___ Provided records ___

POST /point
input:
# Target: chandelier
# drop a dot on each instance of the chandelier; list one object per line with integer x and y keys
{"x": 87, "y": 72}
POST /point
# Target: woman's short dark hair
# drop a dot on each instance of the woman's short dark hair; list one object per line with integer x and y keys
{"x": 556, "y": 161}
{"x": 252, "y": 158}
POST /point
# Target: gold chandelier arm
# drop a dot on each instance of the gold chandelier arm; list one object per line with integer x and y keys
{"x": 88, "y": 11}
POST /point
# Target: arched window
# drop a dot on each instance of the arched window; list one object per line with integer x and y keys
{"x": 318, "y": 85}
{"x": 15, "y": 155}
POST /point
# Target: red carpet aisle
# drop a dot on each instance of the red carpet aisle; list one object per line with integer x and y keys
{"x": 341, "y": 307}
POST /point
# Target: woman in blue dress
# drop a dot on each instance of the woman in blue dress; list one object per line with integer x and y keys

___

Try it - Give the data again, exactly.

Expected output -
POST /point
input:
# Target: chandelier
# drop a dot on each instance of the chandelier; list one object per line with integer x and y keys
{"x": 87, "y": 72}
POST /point
# Target: woman's short dark hair
# drop a dot on each instance of the woman's short dark hair; list one object per line with integer x and y keys
{"x": 556, "y": 161}
{"x": 252, "y": 158}
POST /point
# Target: gold chandelier arm
# drop a dot on each instance of the gold chandelier arm; list one object per line with integer x and y keys
{"x": 88, "y": 11}
POST /point
# Target: arched window
# drop a dot on each instance of the arched window; list one object per line with integer x and y keys
{"x": 318, "y": 85}
{"x": 15, "y": 155}
POST /point
# Target: red carpet aisle
# drop a dot on each instance of the red carpet aisle; list one object per line with integer x and y keys
{"x": 341, "y": 307}
POST /point
# Target: woman in blue dress
# drop a dot on each instance of the woman in blue dress; list one object per line with integer x and y keys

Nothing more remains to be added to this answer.